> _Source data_
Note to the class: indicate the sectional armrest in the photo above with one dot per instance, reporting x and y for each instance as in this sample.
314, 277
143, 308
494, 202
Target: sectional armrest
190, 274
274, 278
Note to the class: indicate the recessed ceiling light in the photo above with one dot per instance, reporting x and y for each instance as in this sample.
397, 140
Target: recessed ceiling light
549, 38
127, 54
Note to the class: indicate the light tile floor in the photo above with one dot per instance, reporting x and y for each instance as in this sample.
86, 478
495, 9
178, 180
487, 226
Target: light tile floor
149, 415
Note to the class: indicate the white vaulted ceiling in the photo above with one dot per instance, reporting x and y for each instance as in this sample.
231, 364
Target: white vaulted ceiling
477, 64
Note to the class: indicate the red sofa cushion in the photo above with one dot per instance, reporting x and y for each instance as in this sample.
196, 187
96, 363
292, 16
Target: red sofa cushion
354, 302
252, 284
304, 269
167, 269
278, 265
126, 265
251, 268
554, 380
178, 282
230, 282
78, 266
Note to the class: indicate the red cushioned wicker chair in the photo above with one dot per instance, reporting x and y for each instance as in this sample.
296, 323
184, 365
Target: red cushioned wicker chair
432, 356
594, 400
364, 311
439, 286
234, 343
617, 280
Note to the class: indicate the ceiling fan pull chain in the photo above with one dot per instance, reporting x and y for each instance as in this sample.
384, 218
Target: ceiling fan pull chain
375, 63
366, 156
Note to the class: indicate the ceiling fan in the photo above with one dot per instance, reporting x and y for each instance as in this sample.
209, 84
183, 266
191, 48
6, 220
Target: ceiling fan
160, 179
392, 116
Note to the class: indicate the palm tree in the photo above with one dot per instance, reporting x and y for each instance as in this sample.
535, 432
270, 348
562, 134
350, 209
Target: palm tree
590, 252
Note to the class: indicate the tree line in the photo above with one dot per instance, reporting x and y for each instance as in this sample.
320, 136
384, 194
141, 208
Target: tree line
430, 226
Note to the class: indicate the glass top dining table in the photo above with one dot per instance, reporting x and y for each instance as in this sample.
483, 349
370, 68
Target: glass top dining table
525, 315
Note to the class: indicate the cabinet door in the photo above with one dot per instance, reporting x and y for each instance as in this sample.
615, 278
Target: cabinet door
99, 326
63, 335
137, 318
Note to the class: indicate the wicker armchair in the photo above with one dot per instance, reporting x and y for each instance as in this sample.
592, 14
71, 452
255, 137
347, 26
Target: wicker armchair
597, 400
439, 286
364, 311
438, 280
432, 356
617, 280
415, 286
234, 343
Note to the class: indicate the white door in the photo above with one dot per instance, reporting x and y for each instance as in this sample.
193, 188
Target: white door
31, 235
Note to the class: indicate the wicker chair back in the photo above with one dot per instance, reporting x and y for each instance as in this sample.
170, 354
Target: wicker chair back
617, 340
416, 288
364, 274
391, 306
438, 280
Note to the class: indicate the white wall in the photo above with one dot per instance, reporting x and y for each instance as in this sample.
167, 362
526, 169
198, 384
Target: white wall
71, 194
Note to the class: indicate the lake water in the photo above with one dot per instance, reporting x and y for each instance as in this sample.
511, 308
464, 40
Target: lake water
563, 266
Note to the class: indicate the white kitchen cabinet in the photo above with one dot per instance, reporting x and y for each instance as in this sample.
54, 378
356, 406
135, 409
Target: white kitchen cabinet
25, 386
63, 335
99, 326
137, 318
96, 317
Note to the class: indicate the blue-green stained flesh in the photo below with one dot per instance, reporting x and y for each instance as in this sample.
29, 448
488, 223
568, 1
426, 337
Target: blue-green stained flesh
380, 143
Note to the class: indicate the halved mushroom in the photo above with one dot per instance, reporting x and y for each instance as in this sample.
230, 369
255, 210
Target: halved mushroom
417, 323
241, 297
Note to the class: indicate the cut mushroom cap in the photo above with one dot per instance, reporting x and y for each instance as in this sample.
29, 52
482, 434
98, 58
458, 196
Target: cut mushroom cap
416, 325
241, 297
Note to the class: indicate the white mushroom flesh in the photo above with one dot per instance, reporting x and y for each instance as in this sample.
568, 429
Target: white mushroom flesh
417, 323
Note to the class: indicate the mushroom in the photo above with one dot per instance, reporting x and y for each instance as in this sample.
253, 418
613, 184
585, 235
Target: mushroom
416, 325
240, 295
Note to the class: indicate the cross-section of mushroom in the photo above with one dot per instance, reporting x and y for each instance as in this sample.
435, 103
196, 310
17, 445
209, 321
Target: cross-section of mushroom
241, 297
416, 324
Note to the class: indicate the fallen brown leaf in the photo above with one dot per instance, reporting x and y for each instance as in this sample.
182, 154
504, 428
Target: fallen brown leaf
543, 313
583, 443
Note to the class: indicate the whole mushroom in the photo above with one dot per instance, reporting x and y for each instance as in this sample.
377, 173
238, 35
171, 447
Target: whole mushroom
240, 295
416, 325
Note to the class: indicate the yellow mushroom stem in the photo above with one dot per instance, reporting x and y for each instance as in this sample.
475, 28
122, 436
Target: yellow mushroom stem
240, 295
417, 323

> _What you will do_
For every entry above, write out an exact copy.

> _Answer to the problem_
Note to the class: indicate the sectional armrest in the photo above with one dot per instance, reporting x and y for each instance as in this sample.
314, 277
143, 308
494, 202
Target: sectional armrest
190, 274
274, 278
Note to the class: indicate the recessed ceiling light in the photo above with one dot per instance, reporting x and y for each instance as in this sample.
397, 140
Target: recessed ceiling light
549, 38
127, 54
Note to the class: indicate the light tile floor in the photo above with one dot per instance, reporting x and y for each instance as in this sample.
86, 478
495, 9
178, 180
487, 226
Target: light tile floor
149, 415
Note to the class: indicate the white vaulted ceiling in the photo above with one dot per instance, reporting x and y for each instance as in this sample.
231, 364
Target: white vaulted ceiling
477, 64
Note to the class: indicate the red sofa cushion in the photo above with one dot per instance, reporting x and y for each instance as in this sample.
196, 187
96, 363
292, 16
Target: red sofa cushion
354, 302
252, 284
304, 269
167, 269
278, 265
126, 265
251, 268
554, 380
178, 282
230, 282
78, 266
Note to the class: indicate the red cushioned wicker chair in the photo above with one dot per instance, reporting x and y for each instance as in this sample.
296, 323
184, 365
Target: red cushioned wicker chair
432, 356
594, 400
364, 311
439, 286
234, 343
617, 280
Note to the class: indicate the ceiling fan pull chain in the photo above with one dot per instance, reporting x and y for each instance as in this sample.
384, 218
Target: ceiling fan pull chain
375, 63
366, 156
Note to the class: indicate the ceiling fan in the photo above with one dot per instance, reporting x and y for each instance as in this sample.
209, 84
183, 266
191, 48
6, 220
Target: ceiling fan
160, 179
392, 116
Note to the class: indicate the palm tree in the photo above with one dot per instance, reporting x and y for each instance as in this sample.
535, 432
270, 348
562, 134
350, 209
Target: palm tree
590, 252
Note to the class: indicate the tree line in the photo above with one dot per instance, reporting x and y for each instance as in this sample.
320, 136
384, 194
141, 208
Target: tree line
430, 226
Note to the class: indicate the glass top dining table in the photo above with one dot per instance, reporting x and y for each instance as in this sample.
483, 349
370, 68
Target: glass top dining table
525, 315
Note to the class: indicate the cabinet door in the photo above with one dot per instance, reporting x and y for each instance as in this sample.
615, 278
Target: cabinet door
99, 326
63, 335
137, 318
Note to the class: indicate the wicker armchair in the photo above with one dot per instance, reporting x and y for each instance as in this sample.
592, 14
71, 452
255, 137
347, 26
Target: wicker armchair
597, 400
439, 286
364, 311
438, 280
432, 356
617, 280
415, 286
234, 343
Note to the class: indicate the white door in the photo above with one dot per instance, reporting x and y for each instance as in this sample.
193, 188
Target: white door
31, 235
Note to the class: indicate the wicker chair back in the photo above with one dot per instance, reporting x and y for each instance as in this sample.
170, 354
Target: wicker chair back
617, 340
416, 288
364, 274
391, 306
438, 280
Note to the class: indicate the white wall in the photo above with one dot per instance, reporting x and y for each instance as in this sample.
167, 362
526, 169
198, 384
Target: white wall
71, 194
Note to the class: indicate the lake water in the photo above with one dot per instance, reporting x and y for each instance as in this sample.
511, 308
464, 40
Target: lake water
563, 266
Note to the class: indicate the white kitchen cabinet in the photo above with one dot per instance, reporting x and y for each instance as in this sample.
54, 378
356, 406
135, 409
Target: white kitchen cabinet
25, 386
63, 335
99, 326
137, 318
96, 317
Note to the class: indicate the blue-green stained flesh in the photo below with one dot per instance, reporting x and y for each instance as in this sample.
29, 448
488, 223
568, 1
426, 337
Target: blue-green stained flesh
380, 143
Note to the class: indicate the halved mushroom in the photo above with one dot per instance, reporting x and y for each instance as in this sample.
230, 369
255, 210
Target: halved mushroom
417, 323
241, 297
Note to the class: indicate the cut mushroom cap in the photo above with one dot per instance, reporting x and y for each instance as in this sample.
29, 52
482, 434
98, 58
458, 196
Target: cut mushroom cap
416, 325
241, 297
Note to the class: indicate the white mushroom flesh in the photo above with one dot per instance, reporting x and y for each instance as in this sample.
568, 429
Target: white mushroom flesh
417, 323
Note to the class: indicate the mushroom in the photo above with one dot per instance, reporting x and y for each instance as in this sample.
253, 418
613, 184
585, 235
Target: mushroom
416, 325
240, 295
Note to the class: indicate the cross-section of mushroom in the photo above with one dot per instance, reporting x and y for each instance as in this sample.
435, 103
196, 310
17, 445
209, 321
Target: cross-section of mushroom
241, 297
416, 324
Note to the class: indicate the fallen brown leaf in the photo above with one dot per instance, reporting x and y for each instance as in this sample.
182, 154
504, 428
Target: fallen brown leaf
543, 313
583, 443
Note to the class: indicate the whole mushroom in the photo above with one dot per instance, reporting x and y for each instance as in this sample.
377, 173
238, 35
171, 447
Target: whole mushroom
240, 295
416, 325
Note to the class: indicate the yellow mushroom stem in the photo above with one dot per instance, reporting x and y for each instance as in this sample.
475, 28
122, 436
Target: yellow mushroom stem
240, 295
417, 323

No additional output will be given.